# [Task requirements]
From the records below, pull out each line containing the string "with", matching case exactly.

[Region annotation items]

%%

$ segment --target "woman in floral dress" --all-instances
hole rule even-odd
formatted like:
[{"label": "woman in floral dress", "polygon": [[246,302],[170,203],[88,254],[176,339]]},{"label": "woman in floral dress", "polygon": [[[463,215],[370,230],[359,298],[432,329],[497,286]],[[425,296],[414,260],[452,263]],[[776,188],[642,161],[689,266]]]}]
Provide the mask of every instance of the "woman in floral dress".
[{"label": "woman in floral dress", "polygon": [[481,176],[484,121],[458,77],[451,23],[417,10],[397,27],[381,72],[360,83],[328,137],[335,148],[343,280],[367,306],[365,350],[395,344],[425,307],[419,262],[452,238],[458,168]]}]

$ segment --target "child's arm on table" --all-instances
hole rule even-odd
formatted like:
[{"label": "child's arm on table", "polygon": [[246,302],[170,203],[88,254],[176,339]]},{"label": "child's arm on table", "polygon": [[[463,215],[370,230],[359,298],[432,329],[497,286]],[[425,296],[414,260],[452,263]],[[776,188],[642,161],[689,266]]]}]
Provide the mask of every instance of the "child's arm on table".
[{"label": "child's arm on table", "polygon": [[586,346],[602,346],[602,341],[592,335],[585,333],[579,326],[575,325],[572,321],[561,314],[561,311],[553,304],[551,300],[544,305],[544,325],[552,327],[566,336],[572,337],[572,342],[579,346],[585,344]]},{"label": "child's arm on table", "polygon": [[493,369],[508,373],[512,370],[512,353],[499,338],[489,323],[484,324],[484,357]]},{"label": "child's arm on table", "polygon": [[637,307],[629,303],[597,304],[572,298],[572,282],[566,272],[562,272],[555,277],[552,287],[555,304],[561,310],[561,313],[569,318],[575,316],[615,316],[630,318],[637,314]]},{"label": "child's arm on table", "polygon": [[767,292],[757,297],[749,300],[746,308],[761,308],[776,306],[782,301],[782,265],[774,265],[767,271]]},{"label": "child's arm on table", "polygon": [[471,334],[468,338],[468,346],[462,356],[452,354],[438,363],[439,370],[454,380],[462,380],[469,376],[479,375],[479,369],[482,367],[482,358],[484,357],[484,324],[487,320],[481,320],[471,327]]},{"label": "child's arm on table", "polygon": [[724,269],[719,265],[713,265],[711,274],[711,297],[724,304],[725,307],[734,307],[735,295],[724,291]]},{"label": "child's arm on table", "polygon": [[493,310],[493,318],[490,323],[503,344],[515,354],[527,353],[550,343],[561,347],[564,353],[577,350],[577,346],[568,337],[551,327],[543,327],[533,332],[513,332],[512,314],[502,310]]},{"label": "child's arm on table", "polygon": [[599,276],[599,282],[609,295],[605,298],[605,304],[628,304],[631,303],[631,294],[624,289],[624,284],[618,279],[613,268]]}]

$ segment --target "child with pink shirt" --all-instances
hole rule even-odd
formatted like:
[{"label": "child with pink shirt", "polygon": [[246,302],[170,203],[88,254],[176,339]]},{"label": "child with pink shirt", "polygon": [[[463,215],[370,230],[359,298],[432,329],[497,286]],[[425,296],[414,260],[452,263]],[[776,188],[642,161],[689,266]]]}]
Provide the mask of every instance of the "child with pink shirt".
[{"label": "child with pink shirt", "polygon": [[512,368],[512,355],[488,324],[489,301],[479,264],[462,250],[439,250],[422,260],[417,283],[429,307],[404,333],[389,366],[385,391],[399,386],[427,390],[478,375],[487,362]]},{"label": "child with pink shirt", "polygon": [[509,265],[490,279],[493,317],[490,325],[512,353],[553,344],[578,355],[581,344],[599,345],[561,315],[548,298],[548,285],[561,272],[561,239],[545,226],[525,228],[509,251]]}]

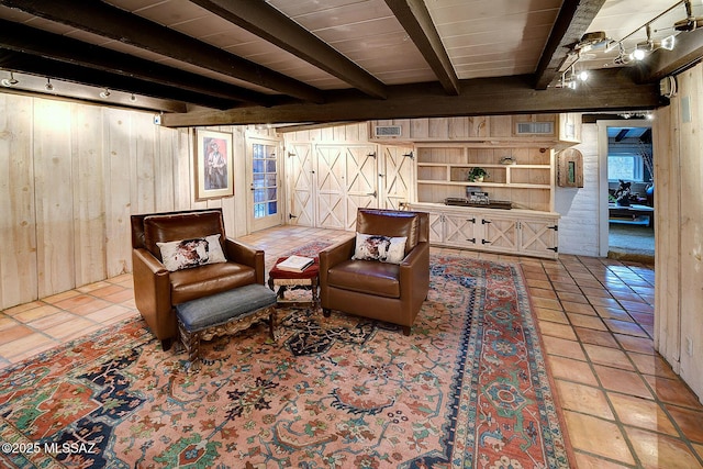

%%

# [The response]
$ segment --target "child with pink shirt" --all-instances
[{"label": "child with pink shirt", "polygon": [[246,302],[170,203],[88,254],[176,339]]},{"label": "child with pink shirt", "polygon": [[[463,215],[370,230],[359,298],[432,329],[497,286]],[[425,296],[414,260],[452,263]],[[776,188],[642,161],[689,266]]]}]
Provide the mask of every instance of the "child with pink shirt".
[{"label": "child with pink shirt", "polygon": [[512,368],[512,355],[488,324],[489,301],[479,264],[462,250],[439,250],[422,260],[417,283],[429,307],[404,333],[389,366],[385,391],[399,386],[427,390],[478,375],[487,362]]},{"label": "child with pink shirt", "polygon": [[509,265],[490,279],[493,317],[490,325],[512,353],[553,344],[578,355],[581,344],[599,345],[561,315],[548,298],[548,285],[561,272],[561,239],[545,226],[525,228],[509,251]]}]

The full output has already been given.